----- Supplied data
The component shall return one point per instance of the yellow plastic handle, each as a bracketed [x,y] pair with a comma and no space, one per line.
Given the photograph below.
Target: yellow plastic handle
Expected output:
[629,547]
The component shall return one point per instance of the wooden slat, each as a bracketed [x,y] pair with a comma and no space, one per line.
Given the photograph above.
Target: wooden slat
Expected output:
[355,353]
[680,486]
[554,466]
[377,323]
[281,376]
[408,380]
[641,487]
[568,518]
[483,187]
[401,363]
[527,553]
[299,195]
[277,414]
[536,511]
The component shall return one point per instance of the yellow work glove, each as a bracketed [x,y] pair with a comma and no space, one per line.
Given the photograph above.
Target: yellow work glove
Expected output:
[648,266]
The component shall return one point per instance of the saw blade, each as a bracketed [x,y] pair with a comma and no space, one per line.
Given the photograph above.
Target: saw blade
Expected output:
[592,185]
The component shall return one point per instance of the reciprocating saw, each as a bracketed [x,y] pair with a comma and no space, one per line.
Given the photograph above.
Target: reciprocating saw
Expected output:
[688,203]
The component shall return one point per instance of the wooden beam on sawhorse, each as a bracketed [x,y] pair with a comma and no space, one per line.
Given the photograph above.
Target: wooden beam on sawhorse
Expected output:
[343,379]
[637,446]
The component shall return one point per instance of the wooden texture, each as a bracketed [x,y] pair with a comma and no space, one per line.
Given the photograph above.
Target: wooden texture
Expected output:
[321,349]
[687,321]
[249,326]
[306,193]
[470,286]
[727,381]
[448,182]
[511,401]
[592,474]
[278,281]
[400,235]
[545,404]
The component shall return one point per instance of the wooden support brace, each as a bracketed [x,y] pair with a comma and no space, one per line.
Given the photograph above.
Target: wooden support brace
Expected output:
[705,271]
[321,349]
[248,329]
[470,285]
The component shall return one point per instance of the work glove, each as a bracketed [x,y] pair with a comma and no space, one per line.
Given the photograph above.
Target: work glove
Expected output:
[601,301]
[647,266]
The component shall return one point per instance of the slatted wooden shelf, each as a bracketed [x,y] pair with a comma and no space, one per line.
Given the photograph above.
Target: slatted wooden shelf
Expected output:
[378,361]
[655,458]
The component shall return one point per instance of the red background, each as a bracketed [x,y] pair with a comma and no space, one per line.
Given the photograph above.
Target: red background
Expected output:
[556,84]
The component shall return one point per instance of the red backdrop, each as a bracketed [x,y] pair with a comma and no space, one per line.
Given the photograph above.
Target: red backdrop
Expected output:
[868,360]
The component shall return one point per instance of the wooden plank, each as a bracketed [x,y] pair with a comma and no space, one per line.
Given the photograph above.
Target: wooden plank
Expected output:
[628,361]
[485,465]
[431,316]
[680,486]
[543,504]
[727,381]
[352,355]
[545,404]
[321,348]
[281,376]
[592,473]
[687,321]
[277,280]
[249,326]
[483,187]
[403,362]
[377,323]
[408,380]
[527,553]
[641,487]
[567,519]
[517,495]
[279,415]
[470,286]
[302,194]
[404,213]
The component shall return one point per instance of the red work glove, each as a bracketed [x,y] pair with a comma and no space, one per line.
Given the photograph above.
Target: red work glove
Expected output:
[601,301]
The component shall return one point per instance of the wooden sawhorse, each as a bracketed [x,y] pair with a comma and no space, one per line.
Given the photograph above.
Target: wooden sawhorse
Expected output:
----------
== Exercise ==
From the records above, extract each line exactly as shown.

== Expected answer ==
The component shall return one point per instance of the yellow plastic handle, each as a bracketed [x,y] pair with a comma and no space, one per line.
Given the photograph below.
Target: yellow plastic handle
Expected output:
[629,547]
The component shall return one point per instance of the wooden slat, each as a bracketed [x,y] pair with a comma and no space, one per line.
Given the photograph above.
Target: wooden slat
Expected output:
[355,353]
[680,486]
[554,466]
[377,323]
[281,376]
[408,380]
[641,487]
[568,518]
[483,187]
[401,363]
[527,553]
[299,195]
[277,414]
[536,511]
The component shall return one point per instance of the yellow work glove, each as a bracketed [x,y] pair with a comma and no space, one per line.
Given the photograph above.
Target: yellow work glove
Expected output:
[648,266]
The component shall return one point per instance of the saw blade, each as a bracketed [x,y] pair with a comma and no space, one per line.
Given the photograph above.
Target: saw blade
Expected output:
[592,185]
The component shall return one point per instance of the reciprocating saw, each as a bracketed [x,y] pair with a comma and no space, one per line.
Given the photograph above.
Target: reciprocating saw
Expected output:
[688,203]
The component shall return one point per instance of the wooden beam on sawhorse, each as a bracketed [x,y] pair with a comma and no space, one per line.
Given the photograph above.
Target: wooden beam on sawhorse
Expected output:
[343,379]
[637,446]
The component shall return one point per instance of the wooden texture, each as a bracketed [x,y] pair with a comma and no space, one per line.
Given the photograph above.
Target: wooden texture
Expected output:
[321,349]
[687,321]
[249,326]
[306,193]
[470,286]
[727,381]
[448,182]
[511,401]
[592,474]
[278,281]
[400,235]
[545,404]
The component shall return one point per instance of the wooden support brace, each as a bracketed [x,y] pair with a comma and no space, one per line.
Given the photograph above.
Target: wooden support brace
Expected output:
[705,271]
[321,349]
[248,329]
[470,285]
The component shall return one point per instance of the work glove, each as a bracketed [x,y] pair with a comma and no space, one per line.
Given the photograph above.
Target: work glove
Expected output:
[601,301]
[647,266]
The component shall return one point per instance of the slatted wooden shelf, each as a bracketed [x,y] pair with a comma and no space, one per line.
Given the photograph above.
Target: slatted wooden shelf
Expected output:
[378,361]
[655,458]
The component shall return one point per instance of the red background, each as a bracketed [x,y] pair with a comma and no space, one per line.
Given the photograph above.
Target: red background
Expected output:
[556,84]
The component shall return one point per instance of the red backdrop, each as a bracketed [x,y] pair with a comma and no space, one per line.
Given the photograph above.
Target: red backdrop
Expected output:
[868,360]
The component shall return one point per instance of the wooden plank, each as a bracketed [x,y] pair with a comma and no space, one per line.
Given the photograph above.
Target: wooden plank
Expected output:
[628,361]
[485,465]
[431,316]
[680,486]
[543,504]
[727,381]
[352,355]
[545,404]
[321,348]
[281,376]
[592,473]
[687,321]
[277,280]
[249,326]
[483,187]
[403,362]
[377,323]
[408,380]
[527,553]
[641,487]
[567,519]
[517,495]
[279,415]
[470,286]
[302,194]
[404,213]
The component shall return one point per instance of the red work glove, each as a bracketed [x,y] pair with a comma and no space, one per line.
Given the photograph above.
Target: red work glove
Expected output:
[601,301]
The component shall return one point per instance of the wooden sawhorse, each as a bracketed [x,y] pair with a comma and no space, one per line.
Given the photograph above.
Target: wooden sawhorse
Expected output:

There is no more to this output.